> DATA EXCERPTS:
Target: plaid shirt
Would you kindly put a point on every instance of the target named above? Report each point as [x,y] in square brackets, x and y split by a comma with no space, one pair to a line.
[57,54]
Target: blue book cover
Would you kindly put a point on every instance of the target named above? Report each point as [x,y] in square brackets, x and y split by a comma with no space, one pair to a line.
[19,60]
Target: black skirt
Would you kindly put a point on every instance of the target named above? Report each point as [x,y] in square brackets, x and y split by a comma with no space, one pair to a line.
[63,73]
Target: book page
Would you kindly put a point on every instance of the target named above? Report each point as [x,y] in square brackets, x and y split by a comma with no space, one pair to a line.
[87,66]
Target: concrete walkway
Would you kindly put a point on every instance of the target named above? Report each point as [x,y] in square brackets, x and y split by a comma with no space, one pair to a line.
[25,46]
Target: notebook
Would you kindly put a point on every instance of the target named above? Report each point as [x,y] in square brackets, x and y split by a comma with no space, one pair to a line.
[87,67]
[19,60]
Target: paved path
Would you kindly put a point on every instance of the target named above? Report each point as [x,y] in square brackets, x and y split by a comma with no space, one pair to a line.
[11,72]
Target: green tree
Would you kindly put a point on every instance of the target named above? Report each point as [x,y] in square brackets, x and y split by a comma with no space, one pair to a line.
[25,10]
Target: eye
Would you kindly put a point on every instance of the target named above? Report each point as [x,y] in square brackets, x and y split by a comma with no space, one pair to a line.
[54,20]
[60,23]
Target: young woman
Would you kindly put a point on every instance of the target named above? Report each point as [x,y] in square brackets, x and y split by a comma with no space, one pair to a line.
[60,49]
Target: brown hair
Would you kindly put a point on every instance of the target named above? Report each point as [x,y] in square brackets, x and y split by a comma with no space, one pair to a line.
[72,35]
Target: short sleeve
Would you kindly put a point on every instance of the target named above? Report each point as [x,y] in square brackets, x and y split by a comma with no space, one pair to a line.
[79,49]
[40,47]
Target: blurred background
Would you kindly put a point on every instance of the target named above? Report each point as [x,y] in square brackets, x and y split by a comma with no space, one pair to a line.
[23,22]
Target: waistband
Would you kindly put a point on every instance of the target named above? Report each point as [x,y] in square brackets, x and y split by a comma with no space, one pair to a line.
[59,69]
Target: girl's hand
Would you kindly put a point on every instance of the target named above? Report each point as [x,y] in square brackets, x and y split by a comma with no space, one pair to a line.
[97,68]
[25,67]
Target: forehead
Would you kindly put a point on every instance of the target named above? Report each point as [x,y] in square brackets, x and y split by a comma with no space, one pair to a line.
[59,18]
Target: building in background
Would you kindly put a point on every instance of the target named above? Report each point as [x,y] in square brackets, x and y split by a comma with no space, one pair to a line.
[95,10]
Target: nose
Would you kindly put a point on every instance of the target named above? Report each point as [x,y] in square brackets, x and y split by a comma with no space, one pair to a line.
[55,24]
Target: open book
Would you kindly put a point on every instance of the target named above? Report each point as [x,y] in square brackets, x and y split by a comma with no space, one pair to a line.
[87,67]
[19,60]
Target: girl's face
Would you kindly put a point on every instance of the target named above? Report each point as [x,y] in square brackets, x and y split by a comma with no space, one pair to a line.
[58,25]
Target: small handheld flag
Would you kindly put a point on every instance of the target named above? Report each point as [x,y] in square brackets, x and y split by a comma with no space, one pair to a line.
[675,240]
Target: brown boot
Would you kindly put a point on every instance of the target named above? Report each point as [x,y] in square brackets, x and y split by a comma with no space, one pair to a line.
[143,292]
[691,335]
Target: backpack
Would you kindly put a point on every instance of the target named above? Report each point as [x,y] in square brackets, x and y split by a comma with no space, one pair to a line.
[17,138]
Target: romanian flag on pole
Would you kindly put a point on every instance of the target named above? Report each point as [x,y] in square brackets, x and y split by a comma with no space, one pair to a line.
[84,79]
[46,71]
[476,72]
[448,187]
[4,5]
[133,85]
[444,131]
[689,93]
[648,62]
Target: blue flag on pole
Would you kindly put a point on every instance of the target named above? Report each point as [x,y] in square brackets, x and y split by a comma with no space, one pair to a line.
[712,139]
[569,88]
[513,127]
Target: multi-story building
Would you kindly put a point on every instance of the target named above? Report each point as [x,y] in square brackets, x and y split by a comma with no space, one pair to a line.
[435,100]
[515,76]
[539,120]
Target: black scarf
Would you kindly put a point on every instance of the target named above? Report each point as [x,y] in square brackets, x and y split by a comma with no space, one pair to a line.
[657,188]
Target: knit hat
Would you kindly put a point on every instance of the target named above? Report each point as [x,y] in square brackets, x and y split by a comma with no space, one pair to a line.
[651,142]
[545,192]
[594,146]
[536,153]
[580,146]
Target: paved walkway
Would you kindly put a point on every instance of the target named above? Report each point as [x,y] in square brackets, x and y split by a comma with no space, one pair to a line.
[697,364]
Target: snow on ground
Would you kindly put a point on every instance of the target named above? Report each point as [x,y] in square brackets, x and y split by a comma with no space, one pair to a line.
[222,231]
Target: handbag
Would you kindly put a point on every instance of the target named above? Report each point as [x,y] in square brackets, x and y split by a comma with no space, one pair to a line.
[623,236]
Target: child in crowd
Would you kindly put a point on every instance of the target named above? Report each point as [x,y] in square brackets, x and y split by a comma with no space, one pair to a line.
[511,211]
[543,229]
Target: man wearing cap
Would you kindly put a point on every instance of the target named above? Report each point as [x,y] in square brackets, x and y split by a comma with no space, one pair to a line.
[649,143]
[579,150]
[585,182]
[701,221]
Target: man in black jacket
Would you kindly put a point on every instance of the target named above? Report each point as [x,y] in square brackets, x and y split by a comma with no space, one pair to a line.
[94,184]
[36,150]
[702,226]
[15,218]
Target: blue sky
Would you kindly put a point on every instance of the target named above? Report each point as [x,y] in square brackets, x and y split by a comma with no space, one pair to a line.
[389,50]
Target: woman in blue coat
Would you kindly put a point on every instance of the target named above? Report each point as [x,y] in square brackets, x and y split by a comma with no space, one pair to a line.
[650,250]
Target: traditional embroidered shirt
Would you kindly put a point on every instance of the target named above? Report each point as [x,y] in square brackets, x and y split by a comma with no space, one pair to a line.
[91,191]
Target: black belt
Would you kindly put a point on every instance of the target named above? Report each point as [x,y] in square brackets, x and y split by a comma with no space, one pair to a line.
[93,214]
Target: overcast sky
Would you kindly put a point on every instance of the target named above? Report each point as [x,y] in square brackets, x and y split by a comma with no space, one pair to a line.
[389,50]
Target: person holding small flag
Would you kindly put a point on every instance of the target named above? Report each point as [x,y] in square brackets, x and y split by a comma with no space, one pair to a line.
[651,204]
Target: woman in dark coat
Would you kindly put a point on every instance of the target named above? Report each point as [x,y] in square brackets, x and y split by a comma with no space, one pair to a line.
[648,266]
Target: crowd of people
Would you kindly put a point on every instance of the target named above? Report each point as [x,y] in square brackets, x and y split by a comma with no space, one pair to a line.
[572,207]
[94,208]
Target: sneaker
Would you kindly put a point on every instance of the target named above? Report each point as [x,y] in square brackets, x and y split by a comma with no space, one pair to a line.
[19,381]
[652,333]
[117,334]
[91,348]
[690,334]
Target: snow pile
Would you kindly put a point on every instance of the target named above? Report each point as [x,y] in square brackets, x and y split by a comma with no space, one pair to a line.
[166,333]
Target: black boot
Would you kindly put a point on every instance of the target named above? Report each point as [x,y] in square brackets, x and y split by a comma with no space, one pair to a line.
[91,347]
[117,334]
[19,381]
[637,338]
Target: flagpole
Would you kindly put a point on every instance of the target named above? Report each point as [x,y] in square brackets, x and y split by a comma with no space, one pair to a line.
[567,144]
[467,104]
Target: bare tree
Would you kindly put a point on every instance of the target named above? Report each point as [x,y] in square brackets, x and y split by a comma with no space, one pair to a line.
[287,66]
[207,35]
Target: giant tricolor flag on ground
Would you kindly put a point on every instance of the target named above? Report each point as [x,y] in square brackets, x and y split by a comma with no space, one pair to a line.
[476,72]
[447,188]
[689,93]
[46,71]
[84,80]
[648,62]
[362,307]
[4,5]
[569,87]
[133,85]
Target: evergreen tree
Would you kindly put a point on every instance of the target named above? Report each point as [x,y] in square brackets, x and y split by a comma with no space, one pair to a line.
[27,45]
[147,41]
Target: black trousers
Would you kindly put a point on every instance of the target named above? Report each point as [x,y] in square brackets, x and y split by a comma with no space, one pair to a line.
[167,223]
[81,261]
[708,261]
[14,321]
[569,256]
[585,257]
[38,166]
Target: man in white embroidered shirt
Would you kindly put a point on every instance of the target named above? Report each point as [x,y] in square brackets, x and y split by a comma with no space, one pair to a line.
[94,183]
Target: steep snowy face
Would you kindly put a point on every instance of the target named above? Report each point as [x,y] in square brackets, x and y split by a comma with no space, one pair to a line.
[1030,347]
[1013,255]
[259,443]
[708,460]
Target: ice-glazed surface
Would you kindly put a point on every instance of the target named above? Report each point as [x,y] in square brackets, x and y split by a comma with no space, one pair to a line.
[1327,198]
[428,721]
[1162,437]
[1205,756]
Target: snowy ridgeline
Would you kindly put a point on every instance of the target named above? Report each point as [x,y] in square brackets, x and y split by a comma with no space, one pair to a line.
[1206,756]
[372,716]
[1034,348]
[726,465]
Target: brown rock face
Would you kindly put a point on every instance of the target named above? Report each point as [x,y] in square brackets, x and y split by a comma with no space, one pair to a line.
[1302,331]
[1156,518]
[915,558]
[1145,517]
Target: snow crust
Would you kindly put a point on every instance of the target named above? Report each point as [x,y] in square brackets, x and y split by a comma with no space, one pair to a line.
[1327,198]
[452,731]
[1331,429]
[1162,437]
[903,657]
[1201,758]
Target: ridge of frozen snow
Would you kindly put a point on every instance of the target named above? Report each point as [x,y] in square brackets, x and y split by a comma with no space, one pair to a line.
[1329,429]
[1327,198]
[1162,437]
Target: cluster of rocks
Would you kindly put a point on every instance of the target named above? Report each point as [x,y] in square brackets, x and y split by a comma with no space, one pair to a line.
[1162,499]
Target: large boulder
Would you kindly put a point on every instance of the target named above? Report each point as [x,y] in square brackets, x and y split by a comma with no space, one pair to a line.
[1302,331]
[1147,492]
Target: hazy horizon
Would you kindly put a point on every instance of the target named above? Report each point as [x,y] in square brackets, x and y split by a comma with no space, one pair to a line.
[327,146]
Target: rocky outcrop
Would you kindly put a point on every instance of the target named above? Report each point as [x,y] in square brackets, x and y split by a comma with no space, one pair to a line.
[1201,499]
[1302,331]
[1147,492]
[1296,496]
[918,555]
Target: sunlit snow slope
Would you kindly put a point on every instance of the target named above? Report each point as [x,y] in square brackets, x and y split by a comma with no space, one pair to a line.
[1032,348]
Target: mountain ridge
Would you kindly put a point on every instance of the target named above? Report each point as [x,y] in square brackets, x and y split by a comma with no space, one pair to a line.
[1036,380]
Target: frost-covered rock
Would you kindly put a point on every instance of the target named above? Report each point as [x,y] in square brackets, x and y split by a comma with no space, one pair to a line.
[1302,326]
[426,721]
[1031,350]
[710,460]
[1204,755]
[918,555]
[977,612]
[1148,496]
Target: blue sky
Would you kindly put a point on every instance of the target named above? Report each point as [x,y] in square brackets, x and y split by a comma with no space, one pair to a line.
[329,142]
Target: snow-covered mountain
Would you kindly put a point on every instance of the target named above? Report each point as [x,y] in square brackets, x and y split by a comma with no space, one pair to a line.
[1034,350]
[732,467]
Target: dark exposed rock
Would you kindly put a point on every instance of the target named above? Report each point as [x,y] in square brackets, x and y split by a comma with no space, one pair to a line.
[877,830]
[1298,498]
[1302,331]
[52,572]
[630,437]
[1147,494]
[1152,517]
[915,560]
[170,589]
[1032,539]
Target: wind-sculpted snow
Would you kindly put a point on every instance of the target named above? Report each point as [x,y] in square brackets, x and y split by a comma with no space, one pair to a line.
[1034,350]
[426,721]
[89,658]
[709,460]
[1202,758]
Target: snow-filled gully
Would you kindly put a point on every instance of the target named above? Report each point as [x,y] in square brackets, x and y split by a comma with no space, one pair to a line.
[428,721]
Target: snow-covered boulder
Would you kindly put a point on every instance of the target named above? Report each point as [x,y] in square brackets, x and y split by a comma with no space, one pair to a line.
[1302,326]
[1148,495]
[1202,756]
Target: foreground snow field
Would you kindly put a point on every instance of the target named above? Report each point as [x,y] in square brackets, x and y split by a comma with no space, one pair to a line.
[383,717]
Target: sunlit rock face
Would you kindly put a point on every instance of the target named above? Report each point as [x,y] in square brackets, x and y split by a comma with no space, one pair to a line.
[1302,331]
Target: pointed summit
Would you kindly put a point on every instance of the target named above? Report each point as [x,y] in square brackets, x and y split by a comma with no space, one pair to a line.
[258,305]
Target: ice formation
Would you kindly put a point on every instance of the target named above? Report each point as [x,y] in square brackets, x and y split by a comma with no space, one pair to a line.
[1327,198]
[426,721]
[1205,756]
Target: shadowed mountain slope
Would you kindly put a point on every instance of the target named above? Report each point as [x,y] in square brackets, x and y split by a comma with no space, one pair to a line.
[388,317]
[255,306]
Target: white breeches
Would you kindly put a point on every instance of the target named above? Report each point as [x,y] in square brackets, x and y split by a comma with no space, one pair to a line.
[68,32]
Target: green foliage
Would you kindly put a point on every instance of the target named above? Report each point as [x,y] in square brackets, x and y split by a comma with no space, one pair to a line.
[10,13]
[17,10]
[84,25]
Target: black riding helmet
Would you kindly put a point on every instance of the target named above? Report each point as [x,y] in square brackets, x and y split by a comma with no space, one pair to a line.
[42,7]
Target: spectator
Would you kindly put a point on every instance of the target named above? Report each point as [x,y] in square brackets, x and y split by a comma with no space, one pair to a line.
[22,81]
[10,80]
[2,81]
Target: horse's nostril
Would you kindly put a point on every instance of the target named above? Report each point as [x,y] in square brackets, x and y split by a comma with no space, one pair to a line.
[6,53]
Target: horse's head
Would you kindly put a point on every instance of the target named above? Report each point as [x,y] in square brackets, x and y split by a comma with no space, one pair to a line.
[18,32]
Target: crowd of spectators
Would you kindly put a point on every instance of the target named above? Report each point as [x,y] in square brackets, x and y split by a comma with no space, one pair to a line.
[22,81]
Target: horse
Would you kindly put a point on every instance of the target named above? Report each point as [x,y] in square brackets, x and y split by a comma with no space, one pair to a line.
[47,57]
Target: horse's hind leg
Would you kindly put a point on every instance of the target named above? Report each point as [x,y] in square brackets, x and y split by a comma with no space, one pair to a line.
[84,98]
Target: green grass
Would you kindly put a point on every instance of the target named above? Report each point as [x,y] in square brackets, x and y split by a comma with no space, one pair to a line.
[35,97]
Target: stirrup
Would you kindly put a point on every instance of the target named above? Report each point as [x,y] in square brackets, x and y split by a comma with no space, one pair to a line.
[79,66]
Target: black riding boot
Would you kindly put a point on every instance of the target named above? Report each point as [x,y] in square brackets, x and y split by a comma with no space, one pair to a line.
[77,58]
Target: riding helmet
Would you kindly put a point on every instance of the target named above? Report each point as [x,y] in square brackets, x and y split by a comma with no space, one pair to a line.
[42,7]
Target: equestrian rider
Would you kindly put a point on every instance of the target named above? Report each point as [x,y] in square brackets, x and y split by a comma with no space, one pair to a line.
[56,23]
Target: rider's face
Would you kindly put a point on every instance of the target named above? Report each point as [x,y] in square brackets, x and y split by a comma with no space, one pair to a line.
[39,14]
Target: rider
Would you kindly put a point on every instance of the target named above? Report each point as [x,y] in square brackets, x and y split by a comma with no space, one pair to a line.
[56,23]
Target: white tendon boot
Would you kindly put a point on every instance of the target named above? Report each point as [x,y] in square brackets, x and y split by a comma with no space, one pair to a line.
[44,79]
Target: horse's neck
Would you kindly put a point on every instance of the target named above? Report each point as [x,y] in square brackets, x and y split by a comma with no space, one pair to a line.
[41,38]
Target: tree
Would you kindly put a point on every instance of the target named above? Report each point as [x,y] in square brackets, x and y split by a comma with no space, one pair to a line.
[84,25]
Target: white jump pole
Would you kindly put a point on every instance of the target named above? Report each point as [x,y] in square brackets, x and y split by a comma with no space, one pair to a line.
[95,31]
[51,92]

> GIVEN TASK: Return, word for word, every line from the line with "Target: black riding boot" to the final line of the data.

> EXERCISE SOLUTION:
Target: black riding boot
Would you kindly put a point on every instance of the target named above? Report each point as [x,y] in square brackets, x and y split by a comma with no space, one pair to a line.
[77,58]
Target: riding helmet
Would you kindly put a point on every instance of the target named above? Report each point as [x,y] in square brackets, x and y split by a comma with no space, one pair to a line.
[42,7]
Target: equestrian rider
Would you kindly put a point on every instance of the target named above? Report each point as [x,y] in square brackets, x and y split by a comma with no space, one pair to a line.
[56,23]
Target: rider's face
Would you kindly put a point on every instance of the target named above? Report each point as [x,y] in square brackets, x and y split by a comma with no space, one pair to a line.
[39,14]
Target: rider
Would you kindly put a point on every instance of the target named above? Report each point as [x,y] in square brackets, x and y split by a comma with no space, one pair to a line.
[56,23]
Target: white tendon boot
Would you kindly put a point on every instance of the target named above? Report each point as [x,y] in square brackets, x and y split by a comma with no space, one pair to a line.
[44,79]
Target: horse's neck
Would you kindly put a point on every instance of the target named above? Report each point as [x,y] in square brackets, x and y split by a comma with no space, one pair to a line.
[41,38]
Target: tree
Would you kindly put a point on every instance of the target named above? Report each point as [x,y] in square brackets, x and y split by a comma with no space, one pair to a line.
[84,25]
Target: white jump pole
Would you kindly put a point on every instance of the target named above? Report each point as [x,y] in square brackets, x and y split by a comma with no space, one pair to a line.
[95,31]
[51,92]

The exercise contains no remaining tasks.